▶ _DIRECTION A_: Locate each line in the entries that contains the string "sock" and copy those lines.

I think this is a good way of looking at it. I think it's a bad idea
when introducing new planner/executor abilities to penalise the costs
for that ability. It might make the committer sleep better at night
after committing some new feature, but it's just not a future-proof
endeavour. We should aim for our cost models to be as close to the
truth as possible. As soon as you start introducing "just in case"
penalties, you're telling lies. Lies don't work out well, especially
when compounded with other lies, which is exactly what you get when
layering Paths atop of Paths with just-in-case penalties added at each
level.
I was in this position with Memoize. The problem there is that when we
don't have any stats, we assume the n_distinct is 200. Memoize can
look quite attractive with such a small n_distinct estimate. I
invented SELFLAG_USED_DEFAULT to allow Memoize to steer clear when the
n_distinct estimate used the hard-coded default. I think that's an ok
thing to do as otherwise it could work out very badly if Nested Loop
-> Memoize was used instead of, say a Hash Join on a join problem with
millions of rows, all of them with distinct join values.
So here is the v2 patch, which is almost the same as v1, but includes
changes in test cases and comments, and also includes a commit
message. I'll put it in the commitfest.
Just looking at the commit message:
The rationale is based on the assumption that incremental sort is
always faster than full sort when there are presorted keys, a premise
that has been applied in various parts of the code. This assumption
does not always hold, particularly in cases with a large skew in the
number of rows within the presorted groups.
My understanding is that the worst case for incremental sort is the
same as sort, i.e. only 1 presorted group, which is the same effort to
sort. Is there something I'm missing?
David
On Sun, Sep 22, 2024 at 1:38 PM David Rowley <dgrowleyml@gmail.com> wrote:
Just looking at the commit message:
The rationale is based on the assumption that incremental sort is
always faster than full sort when there are presorted keys, a premise
that has been applied in various parts of the code. This assumption
does not always hold, particularly in cases with a large skew in the
number of rows within the presorted groups.My understanding is that the worst case for incremental sort is the
same as sort, i.e. only 1 presorted group, which is the same effort to
sort. Is there something I'm missing?
I was thinking that when there’s a large skew in the number of rows
per pre-sorted group, incremental sort might underperform full sort.

▶ _DIRECTION B_: Rewrite the passage from the words "penalties, you're telling" through "distinct join values.", putting "Result Cache" wherever "Memoize" appears.

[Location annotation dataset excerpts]

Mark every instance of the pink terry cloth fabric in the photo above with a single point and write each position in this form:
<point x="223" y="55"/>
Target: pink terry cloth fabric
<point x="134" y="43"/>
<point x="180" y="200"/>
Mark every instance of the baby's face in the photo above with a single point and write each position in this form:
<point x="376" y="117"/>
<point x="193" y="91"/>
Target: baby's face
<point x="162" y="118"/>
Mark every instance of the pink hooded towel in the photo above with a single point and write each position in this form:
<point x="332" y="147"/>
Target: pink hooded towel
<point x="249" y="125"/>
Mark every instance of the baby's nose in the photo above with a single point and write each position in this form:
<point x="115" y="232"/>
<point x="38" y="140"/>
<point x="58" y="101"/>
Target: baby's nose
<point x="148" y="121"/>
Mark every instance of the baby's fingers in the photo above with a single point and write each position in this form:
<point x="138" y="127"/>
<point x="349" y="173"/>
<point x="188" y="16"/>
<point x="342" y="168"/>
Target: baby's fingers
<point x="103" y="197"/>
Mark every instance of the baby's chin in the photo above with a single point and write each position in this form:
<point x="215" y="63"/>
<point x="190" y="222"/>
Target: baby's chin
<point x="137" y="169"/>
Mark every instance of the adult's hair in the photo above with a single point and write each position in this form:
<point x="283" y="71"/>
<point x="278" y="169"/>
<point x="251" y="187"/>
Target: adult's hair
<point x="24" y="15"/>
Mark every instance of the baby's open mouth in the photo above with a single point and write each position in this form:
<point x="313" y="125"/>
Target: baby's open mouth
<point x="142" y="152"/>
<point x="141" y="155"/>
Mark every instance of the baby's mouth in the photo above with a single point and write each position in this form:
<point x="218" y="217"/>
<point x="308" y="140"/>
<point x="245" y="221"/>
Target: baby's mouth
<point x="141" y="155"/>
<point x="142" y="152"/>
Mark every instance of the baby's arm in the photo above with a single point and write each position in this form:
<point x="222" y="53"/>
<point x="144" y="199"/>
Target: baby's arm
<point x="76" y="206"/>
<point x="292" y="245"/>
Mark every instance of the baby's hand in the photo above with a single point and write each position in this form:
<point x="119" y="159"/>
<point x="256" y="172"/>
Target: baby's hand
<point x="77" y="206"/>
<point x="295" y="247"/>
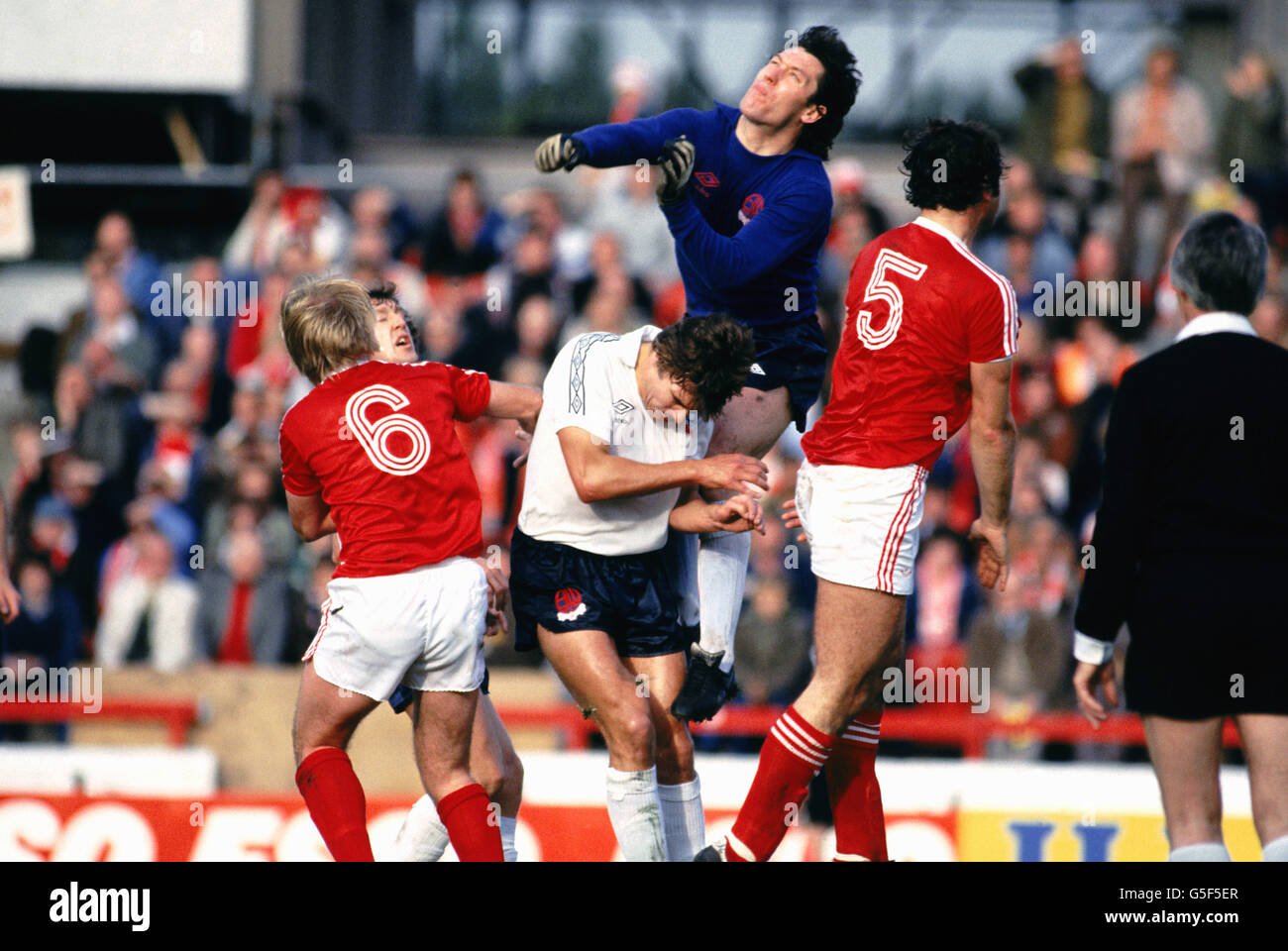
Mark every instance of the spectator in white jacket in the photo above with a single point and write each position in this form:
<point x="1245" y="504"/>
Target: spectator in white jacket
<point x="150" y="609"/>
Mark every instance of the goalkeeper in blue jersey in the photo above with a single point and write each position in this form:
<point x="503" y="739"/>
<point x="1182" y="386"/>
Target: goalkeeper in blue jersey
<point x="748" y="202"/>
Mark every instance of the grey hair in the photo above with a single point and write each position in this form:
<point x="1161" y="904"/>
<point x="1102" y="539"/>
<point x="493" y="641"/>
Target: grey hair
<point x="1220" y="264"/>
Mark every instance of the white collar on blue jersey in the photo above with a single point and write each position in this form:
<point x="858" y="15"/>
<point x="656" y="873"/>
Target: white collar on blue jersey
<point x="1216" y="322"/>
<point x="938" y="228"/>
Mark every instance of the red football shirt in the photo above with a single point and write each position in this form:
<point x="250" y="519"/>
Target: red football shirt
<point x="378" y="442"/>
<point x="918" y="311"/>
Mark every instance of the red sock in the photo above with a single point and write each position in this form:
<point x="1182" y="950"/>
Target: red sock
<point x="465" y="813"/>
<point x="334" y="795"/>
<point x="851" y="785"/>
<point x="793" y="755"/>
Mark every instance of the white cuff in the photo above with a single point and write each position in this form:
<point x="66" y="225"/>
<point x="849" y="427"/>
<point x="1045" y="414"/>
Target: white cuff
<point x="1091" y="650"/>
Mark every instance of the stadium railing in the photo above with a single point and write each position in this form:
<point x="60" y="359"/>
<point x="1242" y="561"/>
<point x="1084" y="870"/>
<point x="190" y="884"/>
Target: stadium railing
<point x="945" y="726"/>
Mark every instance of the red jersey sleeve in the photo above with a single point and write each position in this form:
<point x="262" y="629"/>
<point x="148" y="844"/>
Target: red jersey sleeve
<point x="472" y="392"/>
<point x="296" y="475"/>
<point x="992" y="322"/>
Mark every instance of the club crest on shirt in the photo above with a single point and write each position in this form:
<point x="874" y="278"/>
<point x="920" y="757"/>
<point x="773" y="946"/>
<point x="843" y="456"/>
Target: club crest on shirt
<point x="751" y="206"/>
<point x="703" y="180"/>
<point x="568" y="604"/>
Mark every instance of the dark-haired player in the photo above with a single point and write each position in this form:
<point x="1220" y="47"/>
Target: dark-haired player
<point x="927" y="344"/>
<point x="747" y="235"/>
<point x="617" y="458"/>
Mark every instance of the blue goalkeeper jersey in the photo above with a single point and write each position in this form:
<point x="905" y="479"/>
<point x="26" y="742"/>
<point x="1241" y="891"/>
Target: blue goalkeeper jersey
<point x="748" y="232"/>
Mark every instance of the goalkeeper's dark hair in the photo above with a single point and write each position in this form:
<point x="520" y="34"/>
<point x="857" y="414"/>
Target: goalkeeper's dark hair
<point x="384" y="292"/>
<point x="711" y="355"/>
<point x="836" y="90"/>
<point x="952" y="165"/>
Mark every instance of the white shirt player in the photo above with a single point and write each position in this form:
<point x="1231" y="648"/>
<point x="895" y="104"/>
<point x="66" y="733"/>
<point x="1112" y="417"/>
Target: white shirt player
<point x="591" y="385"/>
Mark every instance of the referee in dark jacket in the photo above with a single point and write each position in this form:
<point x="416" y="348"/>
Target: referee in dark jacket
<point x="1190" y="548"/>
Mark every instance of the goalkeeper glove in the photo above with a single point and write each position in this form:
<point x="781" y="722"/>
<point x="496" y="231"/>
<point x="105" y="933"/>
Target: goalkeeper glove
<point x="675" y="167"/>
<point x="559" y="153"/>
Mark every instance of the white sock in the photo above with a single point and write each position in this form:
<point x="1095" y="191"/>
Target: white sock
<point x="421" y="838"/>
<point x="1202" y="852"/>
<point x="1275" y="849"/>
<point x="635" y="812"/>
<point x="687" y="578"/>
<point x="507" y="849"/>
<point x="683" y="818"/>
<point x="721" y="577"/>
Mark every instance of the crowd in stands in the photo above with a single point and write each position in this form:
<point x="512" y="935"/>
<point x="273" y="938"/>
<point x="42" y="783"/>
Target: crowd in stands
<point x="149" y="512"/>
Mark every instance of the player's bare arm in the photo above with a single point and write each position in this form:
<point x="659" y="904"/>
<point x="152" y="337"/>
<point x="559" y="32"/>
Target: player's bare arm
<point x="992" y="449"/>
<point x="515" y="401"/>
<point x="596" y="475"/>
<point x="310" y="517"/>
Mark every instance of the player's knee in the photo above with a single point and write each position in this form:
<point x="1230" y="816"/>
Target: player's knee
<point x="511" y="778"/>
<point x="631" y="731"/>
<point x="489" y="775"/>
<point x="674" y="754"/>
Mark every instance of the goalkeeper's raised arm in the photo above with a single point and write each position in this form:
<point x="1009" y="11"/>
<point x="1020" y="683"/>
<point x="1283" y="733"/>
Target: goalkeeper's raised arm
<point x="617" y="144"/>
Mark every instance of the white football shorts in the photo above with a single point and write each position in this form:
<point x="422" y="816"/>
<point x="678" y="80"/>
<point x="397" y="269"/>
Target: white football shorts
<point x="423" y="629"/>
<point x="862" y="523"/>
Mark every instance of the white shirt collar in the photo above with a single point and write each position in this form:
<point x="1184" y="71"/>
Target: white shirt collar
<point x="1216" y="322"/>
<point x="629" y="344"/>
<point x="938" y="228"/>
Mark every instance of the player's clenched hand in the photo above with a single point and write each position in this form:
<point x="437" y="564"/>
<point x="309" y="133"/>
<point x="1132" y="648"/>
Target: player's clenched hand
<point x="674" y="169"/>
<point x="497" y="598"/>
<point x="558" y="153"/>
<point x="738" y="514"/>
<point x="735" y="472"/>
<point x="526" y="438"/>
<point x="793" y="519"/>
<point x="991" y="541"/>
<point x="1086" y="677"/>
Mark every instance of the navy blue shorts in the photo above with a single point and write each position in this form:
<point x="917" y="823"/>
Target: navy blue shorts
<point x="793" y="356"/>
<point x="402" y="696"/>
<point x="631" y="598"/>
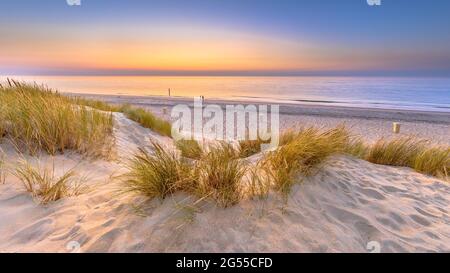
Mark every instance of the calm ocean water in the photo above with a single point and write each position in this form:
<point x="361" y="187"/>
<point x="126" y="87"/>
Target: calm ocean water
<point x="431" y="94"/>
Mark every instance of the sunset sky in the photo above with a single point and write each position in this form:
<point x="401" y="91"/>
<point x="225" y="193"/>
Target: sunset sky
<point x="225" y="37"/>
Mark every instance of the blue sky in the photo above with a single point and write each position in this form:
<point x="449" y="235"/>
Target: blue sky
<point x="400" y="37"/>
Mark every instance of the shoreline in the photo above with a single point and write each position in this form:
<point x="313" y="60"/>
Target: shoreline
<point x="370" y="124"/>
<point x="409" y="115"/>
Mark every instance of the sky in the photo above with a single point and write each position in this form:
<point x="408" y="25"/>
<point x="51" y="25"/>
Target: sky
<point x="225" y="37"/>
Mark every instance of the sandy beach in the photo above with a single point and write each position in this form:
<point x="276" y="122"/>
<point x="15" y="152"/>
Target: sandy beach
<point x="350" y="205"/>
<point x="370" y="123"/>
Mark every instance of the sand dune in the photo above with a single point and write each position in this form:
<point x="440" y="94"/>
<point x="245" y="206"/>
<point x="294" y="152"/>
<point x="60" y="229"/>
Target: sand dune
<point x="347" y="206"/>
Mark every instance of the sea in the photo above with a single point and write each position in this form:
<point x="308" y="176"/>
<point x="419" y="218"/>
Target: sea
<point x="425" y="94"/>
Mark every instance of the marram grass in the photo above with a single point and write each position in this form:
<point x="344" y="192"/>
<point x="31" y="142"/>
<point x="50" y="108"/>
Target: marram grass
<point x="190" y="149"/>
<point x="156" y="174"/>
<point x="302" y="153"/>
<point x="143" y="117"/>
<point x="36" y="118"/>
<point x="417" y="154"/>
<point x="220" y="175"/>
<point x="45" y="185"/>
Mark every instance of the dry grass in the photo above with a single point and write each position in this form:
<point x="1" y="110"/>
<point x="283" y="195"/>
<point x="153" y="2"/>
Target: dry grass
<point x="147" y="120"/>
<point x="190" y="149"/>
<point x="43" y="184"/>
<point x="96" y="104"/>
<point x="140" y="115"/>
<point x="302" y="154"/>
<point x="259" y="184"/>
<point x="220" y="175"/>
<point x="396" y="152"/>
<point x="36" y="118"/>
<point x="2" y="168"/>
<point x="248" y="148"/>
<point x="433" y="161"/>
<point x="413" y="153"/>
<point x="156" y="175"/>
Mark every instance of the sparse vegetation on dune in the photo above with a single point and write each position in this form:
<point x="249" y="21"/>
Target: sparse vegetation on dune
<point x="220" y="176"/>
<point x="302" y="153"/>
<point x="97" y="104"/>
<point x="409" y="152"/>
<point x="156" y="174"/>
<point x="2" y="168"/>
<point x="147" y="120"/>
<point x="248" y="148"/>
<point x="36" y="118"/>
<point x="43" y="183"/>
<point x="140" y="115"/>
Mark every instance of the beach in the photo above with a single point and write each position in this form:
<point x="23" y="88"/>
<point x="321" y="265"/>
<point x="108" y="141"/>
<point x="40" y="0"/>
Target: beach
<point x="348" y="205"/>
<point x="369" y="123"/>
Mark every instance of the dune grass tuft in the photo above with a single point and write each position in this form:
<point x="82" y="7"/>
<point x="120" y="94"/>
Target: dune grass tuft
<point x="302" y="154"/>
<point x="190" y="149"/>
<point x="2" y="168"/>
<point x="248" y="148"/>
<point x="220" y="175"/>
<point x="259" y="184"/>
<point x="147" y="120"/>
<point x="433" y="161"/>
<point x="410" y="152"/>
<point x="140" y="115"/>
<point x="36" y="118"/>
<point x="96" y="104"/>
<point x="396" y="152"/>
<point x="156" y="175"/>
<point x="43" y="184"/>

▶ _WRITTEN SOLUTION A_:
Mark every instance of the red sock in the photo above with a single point and write each position in this form:
Target: red sock
Mark every instance of the white sock in the photo above with a single point and write each position in this form:
Target: white sock

▶ _WRITTEN SOLUTION B_:
penalties, you're telling lies. Lies don't work out well, especially
when compounded with other lies, which is exactly what you get when
layering Paths atop of Paths with just-in-case penalties added at each
level.
I was in this position with Result Cache. The problem there is that when we
don't have any stats, we assume the n_distinct is 200. Result Cache can
look quite attractive with such a small n_distinct estimate. I
invented SELFLAG_USED_DEFAULT to allow Result Cache to steer clear when the
n_distinct estimate used the hard-coded default. I think that's an ok
thing to do as otherwise it could work out very badly if Nested Loop
-> Result Cache was used instead of, say a Hash Join on a join problem with
millions of rows, all of them with distinct join values.